Exercice écrit A:
Extrayez de la discussion sur le compte webmail Free le passage qui va de « S'il s'agit d'un » à « des comptes secondaires. ».
Exercice écrit B:
Dans la discussion sur le compte webmail Free, à quelle adresse peut-on recevoir les mots de passe des comptes secondaires ?
Exercice écrit C:
Dans la discussion sur le compte webmail Free, donnez dans l'ordre le pseudo de l'auteur de chaque message.

Extrait fourni:
▽

# Compte Webmail Free



## Pat44 (2 Mars 2007)

Bonjour à tous, 

Je cherche à récupérer un compte webmail chez free, bien sur j'ai oublié mes identifiants et mot de passe. J'ai cherché sur le site de free, en vain !!!!!!!
Quelqu'un a-t-il une réponse ?

merci (et ici il pleut, il pleut, il pleut ......... quelle journée de m......)


----------



## BernardRey (2 Mars 2007)

Pat44 a dit:


> Je cherche à récupérer un compte webmail chez free, bien sur j'ai oublié mes identifiants et mot de passe. J'ai cherché sur le site de free, en vain !!!!!!!


S'il s'agit d'un compte secondaire et que tu te souviens des coordonnées du compte principal auquel il est rattaché, tu peux demander la liste des comptes secondaires (comptes "supplémentaires" est le terme exact) et tu peux obtenir un envoi (sur l'adresse principale) des mots de passe des comptes secondaires.

Sinon, ben je crais que ce ne soit pas très évident de récupérer identifiant et mot de passe (et dans une certaine mesure il vaut peut-être mieux). Peut-être en leur téléphonant...


----------



## Pat44 (2 Mars 2007)

merci de m'avoir répondu, 

je vais essayer avec identifiant et mot de passe du compte principal.............


----------



## Pat44 (2 Mars 2007)

Super !!!!!!!!!!! ça fonctionne
Merci encore


----------

△

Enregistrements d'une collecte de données

▽

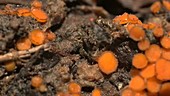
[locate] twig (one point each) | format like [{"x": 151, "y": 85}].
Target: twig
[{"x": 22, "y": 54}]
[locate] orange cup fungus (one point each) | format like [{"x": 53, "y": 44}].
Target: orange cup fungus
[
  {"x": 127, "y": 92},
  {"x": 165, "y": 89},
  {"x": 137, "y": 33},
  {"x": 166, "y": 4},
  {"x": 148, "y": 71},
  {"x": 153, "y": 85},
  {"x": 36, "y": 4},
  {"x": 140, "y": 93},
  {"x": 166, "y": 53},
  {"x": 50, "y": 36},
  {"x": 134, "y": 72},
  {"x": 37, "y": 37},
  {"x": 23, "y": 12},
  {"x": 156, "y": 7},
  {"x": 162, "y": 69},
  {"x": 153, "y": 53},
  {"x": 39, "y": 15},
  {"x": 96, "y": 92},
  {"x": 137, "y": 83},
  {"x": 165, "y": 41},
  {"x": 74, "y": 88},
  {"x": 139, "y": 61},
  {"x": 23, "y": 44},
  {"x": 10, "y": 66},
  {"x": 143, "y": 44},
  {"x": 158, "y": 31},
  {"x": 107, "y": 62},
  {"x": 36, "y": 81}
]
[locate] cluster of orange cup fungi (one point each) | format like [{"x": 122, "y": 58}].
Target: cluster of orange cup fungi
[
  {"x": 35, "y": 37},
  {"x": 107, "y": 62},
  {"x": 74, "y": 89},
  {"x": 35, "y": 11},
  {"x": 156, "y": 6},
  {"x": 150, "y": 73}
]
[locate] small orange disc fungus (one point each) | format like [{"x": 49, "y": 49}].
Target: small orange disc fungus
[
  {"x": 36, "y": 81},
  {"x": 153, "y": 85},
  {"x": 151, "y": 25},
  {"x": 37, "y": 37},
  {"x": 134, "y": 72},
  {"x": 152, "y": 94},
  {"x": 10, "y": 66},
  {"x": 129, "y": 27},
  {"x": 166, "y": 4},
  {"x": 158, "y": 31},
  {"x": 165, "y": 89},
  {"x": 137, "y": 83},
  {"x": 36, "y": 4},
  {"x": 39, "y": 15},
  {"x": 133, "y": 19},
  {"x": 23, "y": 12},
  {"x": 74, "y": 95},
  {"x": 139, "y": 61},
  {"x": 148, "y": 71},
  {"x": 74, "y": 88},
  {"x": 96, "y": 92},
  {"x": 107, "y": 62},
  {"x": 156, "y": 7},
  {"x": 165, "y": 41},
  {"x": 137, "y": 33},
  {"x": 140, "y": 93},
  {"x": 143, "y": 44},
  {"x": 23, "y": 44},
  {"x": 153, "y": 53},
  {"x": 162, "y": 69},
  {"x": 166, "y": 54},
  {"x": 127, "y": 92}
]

△

Réponse complète A:
S'il s'agit d'un compte secondaire et que tu te souviens des coordonnées du compte principal auquel il est rattaché, tu peux demander la liste des comptes secondaires (comptes "supplémentaires" est le terme exact) et tu peux obtenir un envoi (sur l'adresse principale) des mots de passe des comptes secondaires.

Réponse complète B:
Sur l'adresse principale.

Réponse complète C:
Pat44, BernardRey, Pat44, Pat44